Work to complete:
Copy each line exactly. Drop every picture.

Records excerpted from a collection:
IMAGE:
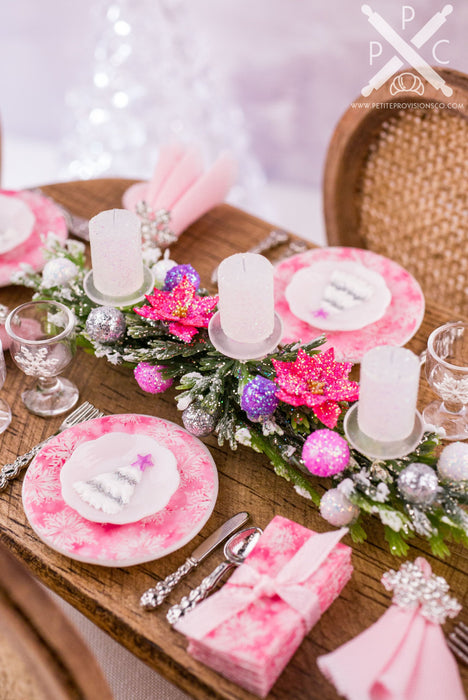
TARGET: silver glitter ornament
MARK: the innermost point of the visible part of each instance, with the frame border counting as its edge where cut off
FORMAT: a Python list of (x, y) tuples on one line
[(197, 421), (418, 483), (453, 462), (106, 324), (337, 509)]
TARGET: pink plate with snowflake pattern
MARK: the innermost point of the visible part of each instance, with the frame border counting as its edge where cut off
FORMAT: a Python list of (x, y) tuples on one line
[(396, 326), (48, 218), (62, 528)]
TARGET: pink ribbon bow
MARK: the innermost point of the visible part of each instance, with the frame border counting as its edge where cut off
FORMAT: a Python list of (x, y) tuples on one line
[(249, 585)]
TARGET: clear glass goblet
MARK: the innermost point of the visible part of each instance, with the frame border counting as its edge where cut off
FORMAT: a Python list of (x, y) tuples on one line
[(447, 374), (5, 411), (42, 344)]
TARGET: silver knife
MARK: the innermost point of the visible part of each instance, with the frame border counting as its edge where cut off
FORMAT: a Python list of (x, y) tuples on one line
[(156, 595)]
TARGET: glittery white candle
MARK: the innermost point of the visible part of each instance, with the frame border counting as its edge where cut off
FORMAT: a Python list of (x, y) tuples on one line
[(388, 393), (115, 239), (246, 303)]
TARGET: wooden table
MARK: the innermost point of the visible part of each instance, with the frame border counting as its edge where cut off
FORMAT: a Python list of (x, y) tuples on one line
[(109, 596)]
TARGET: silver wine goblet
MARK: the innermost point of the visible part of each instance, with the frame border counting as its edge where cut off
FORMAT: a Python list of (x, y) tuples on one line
[(42, 337)]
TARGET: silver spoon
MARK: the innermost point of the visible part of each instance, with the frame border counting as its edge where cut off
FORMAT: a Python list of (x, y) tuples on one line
[(235, 550)]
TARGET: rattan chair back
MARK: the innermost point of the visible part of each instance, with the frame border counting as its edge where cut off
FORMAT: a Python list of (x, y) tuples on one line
[(42, 657)]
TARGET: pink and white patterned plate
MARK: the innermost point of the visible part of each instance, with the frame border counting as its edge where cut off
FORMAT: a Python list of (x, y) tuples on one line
[(63, 529), (48, 218), (396, 327)]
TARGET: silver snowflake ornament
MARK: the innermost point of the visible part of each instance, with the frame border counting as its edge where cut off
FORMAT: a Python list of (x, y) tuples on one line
[(414, 585), (155, 228)]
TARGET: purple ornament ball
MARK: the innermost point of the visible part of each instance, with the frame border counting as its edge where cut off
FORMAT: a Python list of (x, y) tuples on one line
[(259, 398), (325, 453), (176, 274), (149, 378)]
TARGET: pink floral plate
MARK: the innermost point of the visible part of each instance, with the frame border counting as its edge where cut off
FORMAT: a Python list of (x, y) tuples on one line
[(397, 326), (63, 529), (48, 218)]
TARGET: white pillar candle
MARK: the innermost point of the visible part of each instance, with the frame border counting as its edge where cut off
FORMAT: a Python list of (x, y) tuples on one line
[(246, 302), (115, 239), (388, 393)]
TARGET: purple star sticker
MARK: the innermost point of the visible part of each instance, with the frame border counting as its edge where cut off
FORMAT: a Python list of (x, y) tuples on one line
[(320, 313), (143, 461)]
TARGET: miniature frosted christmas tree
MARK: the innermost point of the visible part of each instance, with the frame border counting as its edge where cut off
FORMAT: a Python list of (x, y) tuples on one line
[(112, 491)]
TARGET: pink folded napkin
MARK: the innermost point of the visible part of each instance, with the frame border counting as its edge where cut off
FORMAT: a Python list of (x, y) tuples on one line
[(181, 187), (404, 655), (249, 630)]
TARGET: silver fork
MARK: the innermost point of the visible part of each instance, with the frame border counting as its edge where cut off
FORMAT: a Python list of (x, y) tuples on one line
[(458, 642), (275, 238), (83, 413)]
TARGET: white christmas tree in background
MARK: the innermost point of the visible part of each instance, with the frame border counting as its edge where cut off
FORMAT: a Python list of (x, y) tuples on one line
[(154, 80), (112, 491)]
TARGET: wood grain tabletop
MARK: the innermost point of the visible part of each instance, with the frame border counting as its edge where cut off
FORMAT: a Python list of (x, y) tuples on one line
[(110, 596)]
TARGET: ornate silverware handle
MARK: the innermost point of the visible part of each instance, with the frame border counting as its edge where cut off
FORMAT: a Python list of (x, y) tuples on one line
[(10, 471), (157, 594), (199, 593)]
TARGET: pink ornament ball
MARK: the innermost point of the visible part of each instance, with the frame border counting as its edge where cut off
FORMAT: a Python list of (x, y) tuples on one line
[(149, 378), (325, 453), (337, 509)]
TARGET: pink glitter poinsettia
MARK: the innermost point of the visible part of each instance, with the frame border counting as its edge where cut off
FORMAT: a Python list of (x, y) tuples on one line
[(181, 307), (318, 382)]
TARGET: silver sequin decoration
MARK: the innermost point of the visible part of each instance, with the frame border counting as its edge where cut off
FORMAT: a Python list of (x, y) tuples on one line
[(155, 229), (412, 587), (106, 324), (197, 421), (418, 483)]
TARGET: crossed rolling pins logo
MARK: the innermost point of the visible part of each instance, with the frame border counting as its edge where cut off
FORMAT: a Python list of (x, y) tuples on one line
[(407, 51)]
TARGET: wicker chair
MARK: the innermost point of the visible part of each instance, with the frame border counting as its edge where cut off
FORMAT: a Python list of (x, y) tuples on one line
[(396, 182), (41, 655)]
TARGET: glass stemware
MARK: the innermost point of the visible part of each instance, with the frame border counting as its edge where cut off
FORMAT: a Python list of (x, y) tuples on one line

Task result:
IMAGE:
TARGET: silver glitter ornament
MARK: the innermost point of the visible part of each instance, with the frame border counting as its edge where cut off
FORMAT: a Python list of (x, y) tuples on one line
[(197, 421), (418, 483), (453, 462), (106, 324), (337, 509)]
TARGET: pink plate with snowflake pattern
MARK: the innermost point of the visible part of each instance, with the frame border counting as its edge where cut off
FORMAT: a Python list of (x, y) tuples on one line
[(396, 326), (48, 218), (62, 528)]
TARGET: pink ribbon bow
MARK: the innermost point of the visible part of each instance, with the frame border counting as its edge where cut off
FORMAT: a Python list of (x, y) tuples on one line
[(249, 585)]
TARGET: clear glass goblet
MARK: the innermost point of the visible part of each instance, with the frame border counting as its edge where cut off
FORMAT: a Python list of (x, y) tuples on one line
[(447, 374), (5, 411), (42, 344)]
TARGET: silver knife
MARK: the innermost point of the visible part of each instance, with the frame border counting as its edge where cut off
FORMAT: a Python list of (x, y) tuples on one line
[(156, 595)]
TARGET: glittery white candle
MARK: the innermost point of the visible part of each instance, with the frame border counting as its edge where cut off
FORMAT: a Python list of (x, y) tuples on one line
[(388, 393), (115, 239), (246, 303)]
TARGET: wooden table
MARK: the innermost point of the visible part of each instance, with the frame border counting as its edge where cut off
FORMAT: a Python list of (x, y) tuples on one line
[(109, 596)]
TARGET: silver wine goblet
MARK: the innermost point of the visible part of each instance, with the frame border counting as its edge where cut off
FORMAT: a Python list of (x, y) tuples on one line
[(42, 337)]
TARGET: silver spoon
MARK: the innermost point of the visible part of each instance, with the frame border counting as its edge where cut off
FORMAT: a Python list of (x, y) tuples on one line
[(235, 550)]
TARGET: rattan chair back
MARK: the innermost point of the visible part of each instance, with the frame border counting as its edge where cut off
FORMAT: a Python list of (x, y) tuples on one line
[(42, 657)]
TARGET: pink and white patterned plate
MARK: the innermost point of the visible part of each instance, with the frame border counting as its edge where cut off
FORMAT: a Python list of (x, y) tuples on one line
[(63, 529), (48, 218), (396, 327)]
TARGET: silver snowflake ornament
MARK: the innermost point of the visible part of each instance, with the frame border counting as its edge where cut off
FORMAT: a Python list of (x, y) tuples on one line
[(414, 585), (155, 228)]
TARGET: purple ornament ball
MARK: the innermost point of the visible part of each instance, with the frame border counting as its edge where cut off
FORMAT: a Python list of (x, y) tuples on one line
[(259, 398), (325, 453), (176, 274), (149, 378)]
TARGET: pink floral plate
MARK: the innermost point of the visible part of each instance, with the frame border counting as its edge where cut off
FORMAT: a Python list of (x, y) tuples on one line
[(397, 326), (63, 529), (48, 218)]
TARGET: white pillar candle
MARK: the innermost point of the visible part of each instance, with the frame border counting as its edge where cut off
FORMAT: a Python list of (x, y) tuples on one line
[(246, 302), (115, 239), (388, 393)]
TARGET: purple star sticker
MARK: the innermost point of the visible part of each instance, with the frame border counting as its edge where cut off
FORMAT: a Python list of (x, y) tuples on one line
[(320, 313), (143, 461)]
TARGET: miniature frosted christmas tree
MARK: the innermost point of the visible part of each instance, with the frame border counting as its edge where cut off
FORMAT: a Python list of (x, y) tuples on one line
[(112, 491)]
TARGET: pink folded napkin
MARK: the innermost point of the visible part of each instance, with the frame border counting as its edge where cut off
FORMAT: a Python list of (x, y) tuples on one line
[(181, 187), (404, 655), (249, 630)]
TARGET: silver fork
MARK: the innermost point of the visible part of each instance, with the frame border counting as its edge where cut off
FORMAT: a Python list of (x, y) tuples on one line
[(458, 642), (275, 238), (83, 413)]
TARGET: white christmas tree in background
MARK: the innermost point of the visible part of each instance, with the frame border counting as its edge where cut off
FORMAT: a Python list of (x, y) tuples on one line
[(154, 80), (112, 491)]
TARGET: wood grain tabletop
MARK: the innermost point of the visible part of each instance, with the frame border counting as its edge where cut off
FORMAT: a Python list of (x, y) tuples on one line
[(110, 596)]
TARGET: ornate silverware handle
MARK: the innermost point of the visible part of each instance, with the frame border counting as its edge where cut off
FORMAT: a Python list of (x, y) tuples on one line
[(10, 471), (157, 594), (199, 593)]
TARGET: pink ornament ball
MARK: the innermost point of the visible part of each instance, with the frame border counting as its edge where cut off
FORMAT: a Python list of (x, y) tuples on one line
[(149, 378), (325, 453), (337, 509)]
TARGET: pink glitter poinsettia
MARK: the innermost point of the visible part of each instance, with the frame border counting as its edge where cut off
FORMAT: a Python list of (x, y) tuples on one line
[(181, 307), (318, 382)]
TARGET: silver sequin decoration
MARK: the innermost point of the visible part of each instance, with the frame border counting as its edge where cut off
FORMAT: a Python list of (x, y) tuples on one line
[(155, 229), (412, 587), (106, 324), (197, 421), (418, 483)]
TARGET: crossed rolling pins logo
MARK: the innermost point of the visible part of each instance, with the frame border counting as its edge where cut off
FORMAT: a Python list of (x, y) tuples on one line
[(407, 51)]
TARGET: wicker chair
MARK: the innermost point of the visible part of each instance, with the frame border counting as its edge where cut off
FORMAT: a Python list of (x, y) tuples on one line
[(396, 182), (41, 655)]
TARGET: glass stemware
MARK: the innermost point of the visible part of each instance, with the frame border counting as its edge where cut off
FORMAT: a Python list of (x, y) tuples on one line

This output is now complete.